EXERCISE BRIEF: Write out each line beneath this one exactly as it reads.

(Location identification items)
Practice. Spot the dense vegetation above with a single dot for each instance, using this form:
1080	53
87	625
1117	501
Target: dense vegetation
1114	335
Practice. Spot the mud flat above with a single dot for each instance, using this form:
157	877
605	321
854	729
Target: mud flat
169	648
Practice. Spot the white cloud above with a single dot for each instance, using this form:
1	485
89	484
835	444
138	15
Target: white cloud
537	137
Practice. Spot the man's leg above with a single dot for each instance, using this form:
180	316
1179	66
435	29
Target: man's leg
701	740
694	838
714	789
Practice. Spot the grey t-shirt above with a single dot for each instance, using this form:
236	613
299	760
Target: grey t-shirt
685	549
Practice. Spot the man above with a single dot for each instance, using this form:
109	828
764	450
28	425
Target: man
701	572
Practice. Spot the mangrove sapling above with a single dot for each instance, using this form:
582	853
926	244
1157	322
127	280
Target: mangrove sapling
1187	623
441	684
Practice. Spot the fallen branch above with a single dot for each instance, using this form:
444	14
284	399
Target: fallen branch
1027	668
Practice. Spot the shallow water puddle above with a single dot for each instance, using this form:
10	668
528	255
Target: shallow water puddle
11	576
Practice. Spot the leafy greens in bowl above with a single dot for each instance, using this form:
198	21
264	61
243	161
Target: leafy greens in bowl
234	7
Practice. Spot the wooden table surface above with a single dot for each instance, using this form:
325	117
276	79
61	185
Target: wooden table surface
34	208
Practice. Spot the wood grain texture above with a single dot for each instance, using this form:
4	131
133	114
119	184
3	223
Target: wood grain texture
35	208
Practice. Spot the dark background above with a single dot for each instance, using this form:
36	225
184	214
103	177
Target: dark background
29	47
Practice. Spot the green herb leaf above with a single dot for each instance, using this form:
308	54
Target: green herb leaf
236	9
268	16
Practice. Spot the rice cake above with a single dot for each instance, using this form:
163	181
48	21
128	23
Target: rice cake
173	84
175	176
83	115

RESPONSE TO THIS TASK:
Practice. Spot the dense vegetation above with a single dot for each instance, using this form:
1080	53
87	625
1117	501
Target: dense vegetation
1114	335
Practice. Spot the mud flat above with a single dot for each instance, using this form:
157	877
605	321
854	729
Target: mud flat
169	648
Practice. Spot the white cloud above with a single dot for each instance, using this form:
1	485
89	484
835	444
138	15
Target: white cloud
537	137
Practice. Spot the man's leg above with a single dot for each instance, using this form:
180	316
1179	66
435	29
Target: man's leg
701	740
694	838
714	789
Practice. Spot the grey t-shirt above with a single dot for each instance, using this form:
236	613
299	760
Target: grey t-shirt
685	549
Practice. Spot the man above with a single dot for each instance, using this form:
109	828
764	450
28	425
Target: man
701	572
Practice. Spot the mangrove sapling above with a single dot for each instance, using this form:
582	853
926	244
1157	322
127	280
Target: mangrove sapling
1187	623
441	684
Practice. Spot the fallen branch above with a single dot for each instance, using this form:
444	14
284	399
Target: fallen branch
1027	668
Practice. Spot the shallow water puddle above with a single dot for each instance, using this form:
10	668
528	255
Target: shallow water puddle
11	576
Practice. Spot the leafy greens in bowl above with a single dot for each instance, using this form:
198	21
264	61
243	161
Target: leafy greens in bowl
234	7
Practice. Spot the wooden table surface above with a single dot for each instance, using this form:
325	117
276	79
61	185
Target: wooden table surface
34	208
Practice. Spot the wood grain texture above with a single dot for each instance, using this form:
4	131
133	114
119	184
3	223
Target: wood grain texture
35	208
Practice. Spot the dark background above with a single dot for each instance, using this form:
36	225
184	214
103	177
Target: dark background
29	47
Practice. Spot the green herb leaf above with a single dot for each instance, using this form:
308	54
Target: green herb leaf
236	9
268	16
Practice. Spot the rice cake above with a single dot for each instance, using this form:
163	181
48	21
128	23
Target: rice cake
173	84
175	176
83	115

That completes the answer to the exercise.